:: Objective ::
Using the text on the Metropolis EP below, explain in one to three sentences what place this release holds in Janelle Monáe's work.

:: Text shown ::
------------------------

- The Special Edition features a zoomed in photo of Monáe (as Cindi Mayweather) showing just her torso. The Fantastic Edition features green curtains instead of red.

EP by Janelle Monáe
- Released: August 24, 2007
- Genres: Pop; funk; dance-punk; soul; hip-hop; new wave;
- Length: 17:30
- Label: Bad Boy
- Producers: Big Boi (exec.); Janelle Monáe; Control Z; Chuck "Wolfmaster" Lightning;

Janelle Monáe chronology
| The Audition (2003) | Metropolis: The Chase Suite (2007) | The ArchAndroid (2010) |

Singles from Metropolis: Suite I (The Chase)
- "Violet Stars Happy Hunting!!!" Released: June 1, 2007; "Sincerely, Jane." Released: August 25, 2008; "Many Moons" Released: August 2008;

= Metropolis: The Chase Suite =

Metropolis: The Chase Suite, sometimes known as Metropolis: Suite I (The Chase), is the debut extended play (EP) by American recording artist Janelle Monáe, released August 24, 2007 on Bad Boy Records. Produced by Monáe, Control Z, and Chuck Lightning, the EP constitutes the first installment of Monáe's seven-part Metropolis conceptual series.

------------------------

:: Excerpted data ::
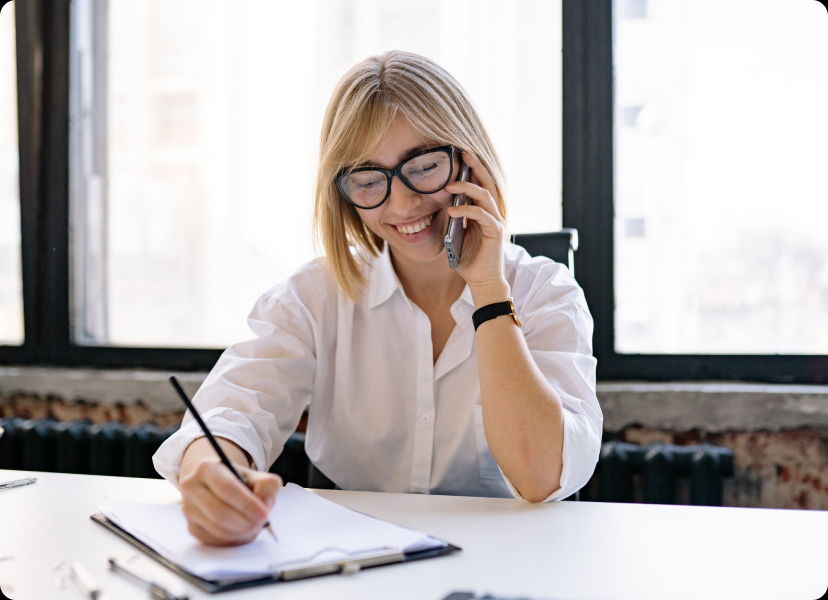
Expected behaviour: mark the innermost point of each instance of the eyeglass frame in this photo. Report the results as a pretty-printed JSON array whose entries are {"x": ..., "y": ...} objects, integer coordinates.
[{"x": 389, "y": 175}]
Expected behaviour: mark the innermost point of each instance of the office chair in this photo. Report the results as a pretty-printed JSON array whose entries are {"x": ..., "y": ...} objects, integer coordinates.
[{"x": 560, "y": 246}]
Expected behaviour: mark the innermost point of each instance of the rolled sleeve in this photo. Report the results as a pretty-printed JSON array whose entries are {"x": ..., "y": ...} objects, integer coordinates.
[
  {"x": 558, "y": 329},
  {"x": 255, "y": 394},
  {"x": 223, "y": 422}
]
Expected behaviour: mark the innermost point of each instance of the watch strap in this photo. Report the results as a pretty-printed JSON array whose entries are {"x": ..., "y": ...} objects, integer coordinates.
[{"x": 492, "y": 311}]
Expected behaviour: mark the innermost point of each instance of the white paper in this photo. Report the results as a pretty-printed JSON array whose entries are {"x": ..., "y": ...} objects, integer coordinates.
[{"x": 311, "y": 530}]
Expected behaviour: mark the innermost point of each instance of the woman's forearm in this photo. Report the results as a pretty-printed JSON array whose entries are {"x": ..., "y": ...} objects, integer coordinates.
[{"x": 522, "y": 414}]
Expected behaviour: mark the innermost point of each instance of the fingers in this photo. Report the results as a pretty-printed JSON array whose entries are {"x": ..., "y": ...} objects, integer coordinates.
[
  {"x": 481, "y": 193},
  {"x": 220, "y": 509},
  {"x": 490, "y": 226},
  {"x": 264, "y": 486}
]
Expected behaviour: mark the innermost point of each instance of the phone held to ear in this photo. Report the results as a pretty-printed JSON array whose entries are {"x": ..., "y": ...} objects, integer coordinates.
[{"x": 456, "y": 228}]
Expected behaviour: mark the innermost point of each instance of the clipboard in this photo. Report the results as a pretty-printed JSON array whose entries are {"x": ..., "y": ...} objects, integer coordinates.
[{"x": 343, "y": 566}]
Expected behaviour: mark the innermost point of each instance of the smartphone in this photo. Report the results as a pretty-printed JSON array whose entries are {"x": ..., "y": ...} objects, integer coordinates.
[{"x": 456, "y": 228}]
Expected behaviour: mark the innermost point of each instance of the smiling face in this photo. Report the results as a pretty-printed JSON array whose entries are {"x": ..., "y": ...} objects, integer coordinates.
[{"x": 412, "y": 224}]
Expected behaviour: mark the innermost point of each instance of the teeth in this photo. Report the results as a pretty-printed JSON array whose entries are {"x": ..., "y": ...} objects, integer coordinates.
[{"x": 416, "y": 227}]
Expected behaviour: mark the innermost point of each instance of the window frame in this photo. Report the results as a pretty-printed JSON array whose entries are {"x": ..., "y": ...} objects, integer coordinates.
[
  {"x": 587, "y": 172},
  {"x": 588, "y": 205}
]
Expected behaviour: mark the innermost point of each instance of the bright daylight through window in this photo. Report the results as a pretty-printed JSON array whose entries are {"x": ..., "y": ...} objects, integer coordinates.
[
  {"x": 211, "y": 114},
  {"x": 11, "y": 290},
  {"x": 721, "y": 197}
]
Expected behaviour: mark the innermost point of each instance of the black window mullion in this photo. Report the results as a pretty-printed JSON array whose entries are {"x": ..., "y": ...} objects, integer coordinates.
[
  {"x": 588, "y": 156},
  {"x": 28, "y": 46},
  {"x": 588, "y": 205}
]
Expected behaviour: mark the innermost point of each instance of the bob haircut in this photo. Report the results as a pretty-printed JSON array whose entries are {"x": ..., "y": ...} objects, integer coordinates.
[{"x": 364, "y": 104}]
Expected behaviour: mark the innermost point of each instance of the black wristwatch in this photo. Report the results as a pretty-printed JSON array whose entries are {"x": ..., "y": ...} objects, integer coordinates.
[{"x": 491, "y": 311}]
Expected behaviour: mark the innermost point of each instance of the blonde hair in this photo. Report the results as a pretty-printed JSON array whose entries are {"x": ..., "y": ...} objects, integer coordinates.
[{"x": 364, "y": 104}]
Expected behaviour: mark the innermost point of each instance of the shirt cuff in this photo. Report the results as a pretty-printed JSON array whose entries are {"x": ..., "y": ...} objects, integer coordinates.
[{"x": 223, "y": 422}]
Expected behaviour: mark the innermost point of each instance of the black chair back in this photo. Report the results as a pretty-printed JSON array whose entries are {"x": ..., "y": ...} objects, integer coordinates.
[{"x": 560, "y": 245}]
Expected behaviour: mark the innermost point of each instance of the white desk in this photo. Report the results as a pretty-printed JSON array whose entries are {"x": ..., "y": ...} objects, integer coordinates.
[{"x": 561, "y": 550}]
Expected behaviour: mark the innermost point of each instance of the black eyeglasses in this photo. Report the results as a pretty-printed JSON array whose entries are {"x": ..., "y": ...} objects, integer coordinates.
[{"x": 426, "y": 172}]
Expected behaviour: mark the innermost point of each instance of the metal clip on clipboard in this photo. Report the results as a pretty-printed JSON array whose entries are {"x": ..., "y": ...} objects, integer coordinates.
[{"x": 343, "y": 566}]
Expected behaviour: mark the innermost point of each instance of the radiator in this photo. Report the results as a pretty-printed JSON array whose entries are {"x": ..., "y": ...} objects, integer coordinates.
[
  {"x": 113, "y": 448},
  {"x": 660, "y": 474},
  {"x": 80, "y": 447},
  {"x": 656, "y": 473}
]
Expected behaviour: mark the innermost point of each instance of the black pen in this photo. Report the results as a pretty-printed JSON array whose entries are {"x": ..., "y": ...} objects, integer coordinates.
[{"x": 212, "y": 440}]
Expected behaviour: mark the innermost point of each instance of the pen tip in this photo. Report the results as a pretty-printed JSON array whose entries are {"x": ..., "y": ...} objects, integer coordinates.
[{"x": 270, "y": 529}]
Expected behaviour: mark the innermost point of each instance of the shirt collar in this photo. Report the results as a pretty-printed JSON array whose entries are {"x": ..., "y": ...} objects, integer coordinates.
[
  {"x": 382, "y": 279},
  {"x": 383, "y": 282}
]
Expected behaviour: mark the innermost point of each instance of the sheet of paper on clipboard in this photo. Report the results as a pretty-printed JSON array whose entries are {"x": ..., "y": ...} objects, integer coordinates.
[{"x": 316, "y": 537}]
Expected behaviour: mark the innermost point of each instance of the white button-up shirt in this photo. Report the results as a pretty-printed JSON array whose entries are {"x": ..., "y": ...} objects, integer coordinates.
[{"x": 382, "y": 415}]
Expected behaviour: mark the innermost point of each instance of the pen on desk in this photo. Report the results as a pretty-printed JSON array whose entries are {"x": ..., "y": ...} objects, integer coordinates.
[
  {"x": 156, "y": 590},
  {"x": 4, "y": 485},
  {"x": 84, "y": 580},
  {"x": 212, "y": 440}
]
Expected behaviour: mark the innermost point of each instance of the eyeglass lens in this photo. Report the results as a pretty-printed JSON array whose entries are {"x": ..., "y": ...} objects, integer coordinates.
[{"x": 425, "y": 174}]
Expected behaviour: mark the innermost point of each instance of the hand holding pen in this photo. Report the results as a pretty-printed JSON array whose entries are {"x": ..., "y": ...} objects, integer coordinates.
[{"x": 225, "y": 503}]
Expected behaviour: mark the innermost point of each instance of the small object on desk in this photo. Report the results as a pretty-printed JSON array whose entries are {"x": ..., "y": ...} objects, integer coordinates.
[
  {"x": 473, "y": 596},
  {"x": 5, "y": 485},
  {"x": 84, "y": 580},
  {"x": 156, "y": 590},
  {"x": 212, "y": 440}
]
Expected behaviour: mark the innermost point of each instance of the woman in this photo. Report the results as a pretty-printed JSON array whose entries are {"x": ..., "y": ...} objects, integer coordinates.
[{"x": 404, "y": 392}]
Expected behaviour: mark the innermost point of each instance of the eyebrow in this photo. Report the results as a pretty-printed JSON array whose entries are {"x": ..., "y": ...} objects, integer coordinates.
[{"x": 408, "y": 154}]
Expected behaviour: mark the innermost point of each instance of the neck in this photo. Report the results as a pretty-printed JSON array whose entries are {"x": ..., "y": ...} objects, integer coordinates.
[{"x": 429, "y": 284}]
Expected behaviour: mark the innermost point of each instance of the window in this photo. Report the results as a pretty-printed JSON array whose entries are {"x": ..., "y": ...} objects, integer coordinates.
[
  {"x": 196, "y": 133},
  {"x": 720, "y": 190},
  {"x": 11, "y": 291},
  {"x": 695, "y": 187}
]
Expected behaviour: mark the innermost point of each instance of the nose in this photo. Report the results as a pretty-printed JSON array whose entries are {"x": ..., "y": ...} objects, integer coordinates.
[{"x": 402, "y": 198}]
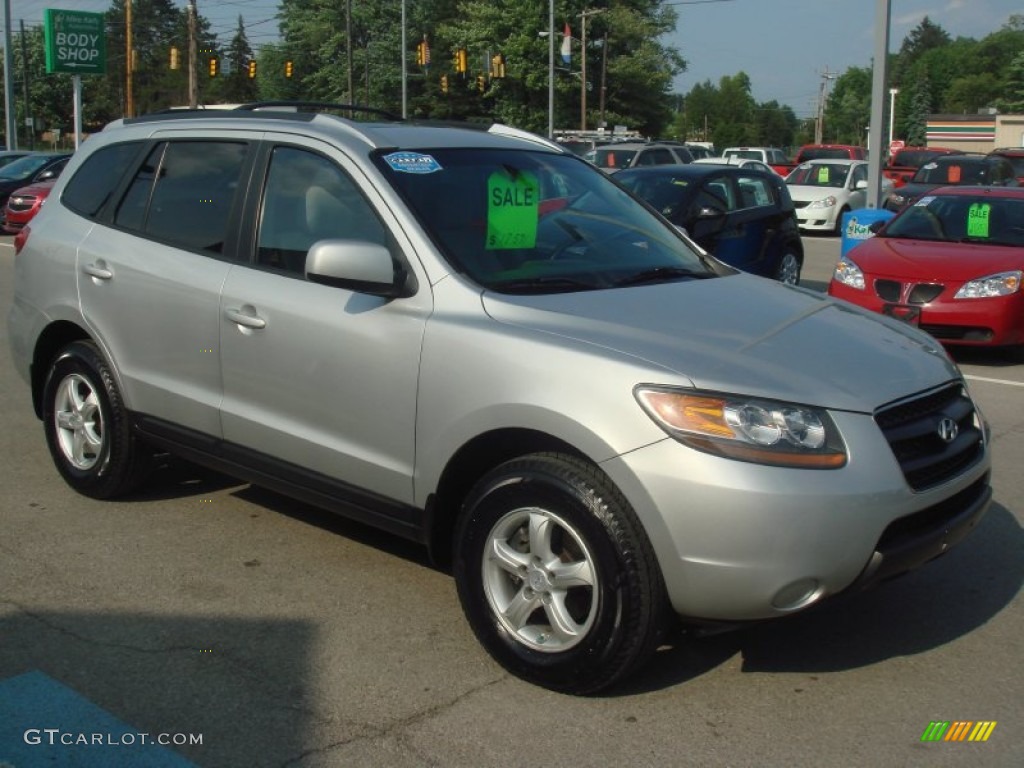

------------------------

:: Result for this exercise ::
Metropolis: The Chase Suite is Janelle Monáe's debut extended play, released on August 24, 2007 on Bad Boy Records. It is also the first installment of her seven-part Metropolis conceptual series.